[Begin Supplied data]
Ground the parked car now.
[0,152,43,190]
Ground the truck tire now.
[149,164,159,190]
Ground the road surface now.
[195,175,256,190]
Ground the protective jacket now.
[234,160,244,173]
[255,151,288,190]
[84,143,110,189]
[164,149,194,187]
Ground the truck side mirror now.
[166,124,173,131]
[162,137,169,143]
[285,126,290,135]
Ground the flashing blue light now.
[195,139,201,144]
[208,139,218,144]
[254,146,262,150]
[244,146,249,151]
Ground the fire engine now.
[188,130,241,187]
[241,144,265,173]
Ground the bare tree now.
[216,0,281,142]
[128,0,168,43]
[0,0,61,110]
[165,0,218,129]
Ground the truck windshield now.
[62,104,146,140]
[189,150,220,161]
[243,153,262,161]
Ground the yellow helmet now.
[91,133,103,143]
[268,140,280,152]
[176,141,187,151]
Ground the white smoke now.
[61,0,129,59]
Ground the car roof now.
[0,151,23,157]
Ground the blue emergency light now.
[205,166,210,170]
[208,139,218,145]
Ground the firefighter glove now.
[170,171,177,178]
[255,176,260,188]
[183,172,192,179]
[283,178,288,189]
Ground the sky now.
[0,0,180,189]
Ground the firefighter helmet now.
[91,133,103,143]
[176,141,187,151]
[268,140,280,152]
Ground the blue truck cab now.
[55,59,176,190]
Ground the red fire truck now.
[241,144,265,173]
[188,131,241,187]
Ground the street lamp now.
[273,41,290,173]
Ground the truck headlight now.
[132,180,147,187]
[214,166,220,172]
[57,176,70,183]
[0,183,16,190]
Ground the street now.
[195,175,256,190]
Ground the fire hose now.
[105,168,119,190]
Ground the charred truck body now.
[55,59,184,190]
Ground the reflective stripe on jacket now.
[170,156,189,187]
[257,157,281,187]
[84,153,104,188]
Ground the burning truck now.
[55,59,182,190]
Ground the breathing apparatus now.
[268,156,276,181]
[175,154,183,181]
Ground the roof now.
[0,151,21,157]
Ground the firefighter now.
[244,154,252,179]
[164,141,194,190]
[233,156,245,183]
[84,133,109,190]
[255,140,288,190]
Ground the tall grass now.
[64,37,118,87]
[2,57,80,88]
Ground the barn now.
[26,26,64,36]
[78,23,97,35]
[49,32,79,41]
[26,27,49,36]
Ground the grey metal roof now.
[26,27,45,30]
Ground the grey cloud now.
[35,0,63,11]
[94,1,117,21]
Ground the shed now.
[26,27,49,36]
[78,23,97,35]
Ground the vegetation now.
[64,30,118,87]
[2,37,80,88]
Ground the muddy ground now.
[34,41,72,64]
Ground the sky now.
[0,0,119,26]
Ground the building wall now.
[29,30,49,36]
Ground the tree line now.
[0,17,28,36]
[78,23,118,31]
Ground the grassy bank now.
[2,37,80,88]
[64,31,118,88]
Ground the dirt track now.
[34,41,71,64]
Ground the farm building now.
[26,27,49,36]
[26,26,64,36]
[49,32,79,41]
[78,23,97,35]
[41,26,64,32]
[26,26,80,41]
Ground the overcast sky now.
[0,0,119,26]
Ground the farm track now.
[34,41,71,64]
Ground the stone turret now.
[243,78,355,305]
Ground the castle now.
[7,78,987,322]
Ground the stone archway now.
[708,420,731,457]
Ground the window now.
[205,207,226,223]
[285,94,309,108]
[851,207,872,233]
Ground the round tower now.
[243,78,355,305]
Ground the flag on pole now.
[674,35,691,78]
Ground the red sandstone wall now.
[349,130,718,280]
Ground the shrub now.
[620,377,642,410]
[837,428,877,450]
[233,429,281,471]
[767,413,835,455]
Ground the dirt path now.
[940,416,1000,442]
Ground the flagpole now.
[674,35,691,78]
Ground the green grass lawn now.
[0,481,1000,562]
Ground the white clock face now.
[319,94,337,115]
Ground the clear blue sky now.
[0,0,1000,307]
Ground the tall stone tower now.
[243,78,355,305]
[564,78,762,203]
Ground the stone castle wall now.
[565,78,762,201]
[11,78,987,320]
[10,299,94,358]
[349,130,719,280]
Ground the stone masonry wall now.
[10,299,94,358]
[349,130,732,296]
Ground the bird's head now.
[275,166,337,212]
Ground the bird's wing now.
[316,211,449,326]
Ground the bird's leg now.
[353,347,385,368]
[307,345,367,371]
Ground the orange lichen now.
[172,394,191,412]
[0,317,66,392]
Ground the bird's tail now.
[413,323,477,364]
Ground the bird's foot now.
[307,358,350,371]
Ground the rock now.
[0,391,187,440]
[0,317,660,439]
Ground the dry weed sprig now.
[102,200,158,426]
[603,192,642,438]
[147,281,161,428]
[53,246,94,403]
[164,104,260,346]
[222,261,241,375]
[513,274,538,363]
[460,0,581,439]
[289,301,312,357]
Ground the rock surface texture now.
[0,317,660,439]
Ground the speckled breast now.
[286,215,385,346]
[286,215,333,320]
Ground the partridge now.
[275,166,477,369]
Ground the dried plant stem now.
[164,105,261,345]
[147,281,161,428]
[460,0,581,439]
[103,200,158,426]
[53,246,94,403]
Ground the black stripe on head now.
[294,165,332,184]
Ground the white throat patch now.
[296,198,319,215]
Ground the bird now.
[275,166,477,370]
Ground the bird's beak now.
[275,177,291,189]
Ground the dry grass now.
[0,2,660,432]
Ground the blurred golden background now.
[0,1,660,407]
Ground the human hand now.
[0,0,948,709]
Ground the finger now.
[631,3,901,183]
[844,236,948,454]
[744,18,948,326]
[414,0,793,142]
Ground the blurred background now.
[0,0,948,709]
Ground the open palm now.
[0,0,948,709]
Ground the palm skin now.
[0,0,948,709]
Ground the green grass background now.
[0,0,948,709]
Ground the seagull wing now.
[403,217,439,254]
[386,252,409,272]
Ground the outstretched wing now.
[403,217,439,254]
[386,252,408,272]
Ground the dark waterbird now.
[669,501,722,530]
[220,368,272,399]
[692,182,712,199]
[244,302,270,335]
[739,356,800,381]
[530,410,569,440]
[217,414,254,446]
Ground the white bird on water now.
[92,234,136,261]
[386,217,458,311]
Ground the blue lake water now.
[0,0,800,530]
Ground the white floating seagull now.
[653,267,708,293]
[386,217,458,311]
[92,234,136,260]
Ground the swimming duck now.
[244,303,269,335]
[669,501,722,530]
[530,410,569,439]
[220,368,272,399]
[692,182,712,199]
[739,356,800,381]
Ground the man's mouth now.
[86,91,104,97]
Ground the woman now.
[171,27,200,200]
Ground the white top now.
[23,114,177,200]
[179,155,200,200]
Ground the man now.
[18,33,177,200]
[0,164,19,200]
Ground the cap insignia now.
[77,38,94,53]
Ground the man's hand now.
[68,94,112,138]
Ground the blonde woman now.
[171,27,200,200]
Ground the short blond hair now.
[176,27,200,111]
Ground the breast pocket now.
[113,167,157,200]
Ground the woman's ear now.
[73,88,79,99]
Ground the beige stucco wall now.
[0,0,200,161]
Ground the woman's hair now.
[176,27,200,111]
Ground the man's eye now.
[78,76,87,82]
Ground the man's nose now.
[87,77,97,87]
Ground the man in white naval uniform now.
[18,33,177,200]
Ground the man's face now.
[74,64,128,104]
[End Supplied data]
● **Exercise directions**
Format all the lines above as a numbered list, leaving out any blank lines.

● **Solution to the exercise**
1. Ground the parked car now.
2. [0,152,43,190]
3. Ground the truck tire now.
4. [149,164,159,190]
5. Ground the road surface now.
6. [195,175,256,190]
7. Ground the protective jacket now.
8. [234,160,244,173]
9. [255,151,288,190]
10. [84,143,110,189]
11. [164,149,194,187]
12. Ground the truck side mirror now.
13. [166,124,173,131]
14. [162,137,169,143]
15. [285,126,290,135]
16. Ground the flashing blue light now.
17. [195,139,201,144]
18. [208,139,218,144]
19. [254,146,262,150]
20. [244,146,249,151]
21. Ground the fire engine now.
22. [188,130,241,187]
23. [241,144,265,173]
24. Ground the bare tree now.
25. [216,0,281,142]
26. [128,0,168,43]
27. [0,0,61,110]
28. [165,0,218,129]
29. Ground the truck windshield now.
30. [62,104,146,140]
31. [189,150,220,161]
32. [243,153,262,161]
33. Ground the yellow helmet now.
34. [91,133,103,143]
35. [268,140,280,152]
36. [176,141,187,151]
37. Ground the white smoke now.
38. [61,0,129,59]
39. Ground the car roof now.
40. [0,151,23,157]
41. Ground the blue emergency light now.
42. [205,166,210,170]
43. [208,139,218,145]
44. Ground the firefighter glove now.
45. [170,171,177,178]
46. [255,176,260,188]
47. [183,172,192,179]
48. [283,178,288,189]
49. Ground the sky now.
50. [0,0,180,189]
51. Ground the firefighter helmet now.
52. [91,133,103,143]
53. [176,141,187,151]
54. [268,140,280,152]
55. Ground the blue truck cab now.
56. [55,59,176,190]
57. Ground the red fire truck now.
58. [241,144,265,173]
59. [188,131,241,187]
60. Ground the street lamp now.
61. [273,41,290,173]
62. Ground the truck headlight now.
63. [132,180,147,187]
64. [214,166,220,172]
65. [57,176,70,183]
66. [0,183,16,190]
67. Ground the street now.
68. [195,175,256,190]
69. Ground the fire hose now.
70. [105,168,119,190]
71. Ground the charred truck body now.
72. [55,59,184,190]
73. Ground the reflective stripe on jacket now.
74. [170,156,189,187]
75. [257,157,281,187]
76. [84,153,104,188]
77. Ground the burning truck now.
78. [55,59,182,190]
79. Ground the breathing apparatus now.
80. [268,156,276,181]
81. [175,154,183,181]
82. Ground the roof now.
83. [0,151,21,157]
84. Ground the firefighter now.
85. [244,154,252,179]
86. [164,141,194,190]
87. [233,156,245,183]
88. [84,133,109,190]
89. [255,140,288,190]
90. Ground the tall grass now.
91. [64,37,118,87]
92. [2,57,80,88]
93. Ground the barn now.
94. [26,26,64,36]
95. [78,23,97,35]
96. [49,32,79,41]
97. [26,27,49,36]
98. Ground the grey metal roof now.
99. [26,27,45,30]
100. Ground the grey cloud now.
101. [35,0,63,11]
102. [94,1,117,21]
103. Ground the shed now.
104. [26,27,49,36]
105. [78,23,97,35]
106. Ground the vegetation now.
107. [64,30,118,87]
108. [2,37,80,88]
109. Ground the muddy ground now.
110. [34,41,72,64]
111. Ground the sky now.
112. [0,0,119,26]
113. Ground the building wall now.
114. [29,30,49,36]
115. Ground the tree line now.
116. [0,17,28,36]
117. [78,23,118,31]
118. Ground the grassy bank now.
119. [2,37,80,88]
120. [64,31,118,88]
121. Ground the dirt track now.
122. [34,41,71,64]
123. Ground the farm building now.
124. [26,27,49,36]
125. [26,26,64,36]
126. [49,32,79,41]
127. [78,23,97,35]
128. [41,26,64,32]
129. [26,26,80,41]
130. Ground the overcast sky now.
131. [0,0,119,26]
132. Ground the farm track now.
133. [34,41,71,64]
134. Ground the stone turret now.
135. [243,78,355,305]
136. Ground the castle now.
137. [7,78,987,322]
138. Ground the stone archway now.
139. [708,420,731,457]
140. Ground the window now.
141. [205,207,226,223]
142. [285,94,309,108]
143. [851,207,872,233]
144. Ground the round tower now.
145. [243,78,355,305]
146. Ground the flag on pole now.
147. [674,35,691,78]
148. Ground the red sandstone wall now.
149. [349,130,718,280]
150. Ground the shrub now.
151. [620,377,642,410]
152. [837,428,877,450]
153. [233,429,281,471]
154. [767,413,835,455]
155. Ground the dirt path now.
156. [940,416,1000,442]
157. Ground the flagpole now.
158. [674,35,691,78]
159. Ground the green grass lawn now.
160. [0,481,1000,562]
161. Ground the white clock face now.
162. [319,94,337,115]
163. Ground the clear blue sky now.
164. [0,0,1000,307]
165. Ground the tall stone tower now.
166. [243,78,355,305]
167. [564,78,762,203]
168. Ground the stone castle wall now.
169. [565,78,762,201]
170. [11,78,987,320]
171. [10,299,94,358]
172. [349,130,719,280]
173. Ground the stone masonry wall now.
174. [10,299,94,358]
175. [349,130,732,296]
176. Ground the bird's head now.
177. [275,166,337,212]
178. Ground the bird's wing now.
179. [316,211,449,326]
180. Ground the bird's leg now.
181. [353,347,385,368]
182. [307,345,367,371]
183. Ground the orange lichen now.
184. [172,394,191,412]
185. [0,317,66,392]
186. Ground the bird's tail now.
187. [413,323,477,364]
188. Ground the bird's foot now.
189. [307,358,350,371]
190. Ground the rock now.
191. [0,391,187,440]
192. [0,317,660,439]
193. Ground the dry weed sprig now.
194. [102,200,158,426]
195. [603,192,642,438]
196. [147,281,161,428]
197. [53,246,94,403]
198. [164,104,260,346]
199. [222,261,241,375]
200. [513,274,538,363]
201. [460,0,581,439]
202. [289,301,312,357]
203. Ground the rock surface texture now.
204. [0,317,660,439]
205. Ground the speckled breast now.
206. [286,215,385,346]
207. [286,215,333,320]
208. Ground the partridge now.
209. [275,166,477,369]
210. Ground the dried plant stem now.
211. [164,105,261,345]
212. [147,281,161,428]
213. [460,0,581,439]
214. [103,200,158,426]
215. [53,246,94,403]
216. Ground the black stripe on head now.
217. [294,165,332,184]
218. Ground the white throat patch now.
219. [296,198,319,215]
220. Ground the bird now.
221. [275,166,477,370]
222. Ground the bird's beak now.
223. [275,177,291,189]
224. Ground the dry grass now.
225. [0,2,660,432]
226. Ground the blurred golden background now.
227. [0,1,660,407]
228. Ground the human hand now.
229. [0,0,948,709]
230. Ground the finger now.
231. [631,3,901,183]
232. [844,236,948,454]
233. [744,18,948,326]
234. [414,0,793,142]
235. Ground the blurred background now.
236. [0,0,948,709]
237. Ground the open palm now.
238. [0,0,948,709]
239. Ground the palm skin now.
240. [0,0,948,709]
241. Ground the green grass background now.
242. [0,0,948,709]
243. Ground the seagull wing now.
244. [403,217,439,254]
245. [386,252,409,272]
246. Ground the outstretched wing now.
247. [403,217,439,254]
248. [386,252,408,272]
249. Ground the dark waterbird now.
250. [669,501,722,530]
251. [220,368,272,399]
252. [692,182,712,199]
253. [244,302,270,335]
254. [739,356,800,381]
255. [530,410,569,440]
256. [217,414,254,446]
257. Ground the white bird on water now.
258. [92,234,136,261]
259. [386,217,458,311]
260. Ground the blue lake water now.
261. [0,0,800,530]
262. Ground the white floating seagull now.
263. [653,267,708,293]
264. [386,217,458,311]
265. [92,234,136,260]
266. Ground the swimming duck now.
267. [244,303,269,335]
268. [669,501,722,530]
269. [530,410,569,439]
270. [220,368,272,399]
271. [692,182,712,199]
272. [739,356,800,381]
273. Ground the man's mouth now.
274. [86,91,104,97]
275. Ground the woman now.
276. [171,27,200,200]
277. Ground the white top now.
278. [23,114,177,200]
279. [179,155,200,200]
280. Ground the man now.
281. [18,33,177,200]
282. [0,164,19,200]
283. Ground the cap insignia now.
284. [77,38,94,53]
285. Ground the man's hand now.
286. [68,94,112,138]
287. Ground the blonde woman now.
288. [171,27,200,200]
289. Ground the short blond hair now.
290. [176,27,200,111]
291. Ground the breast pocket now.
292. [113,167,157,200]
293. Ground the woman's ear now.
294. [73,88,79,99]
295. Ground the beige stucco wall now.
296. [0,0,200,161]
297. Ground the woman's hair now.
298. [176,27,200,111]
299. Ground the man's eye now.
300. [78,76,87,82]
301. Ground the man's nose now.
302. [87,77,97,87]
303. Ground the man in white naval uniform now.
304. [18,33,177,200]
305. Ground the man's face now.
306. [74,64,128,104]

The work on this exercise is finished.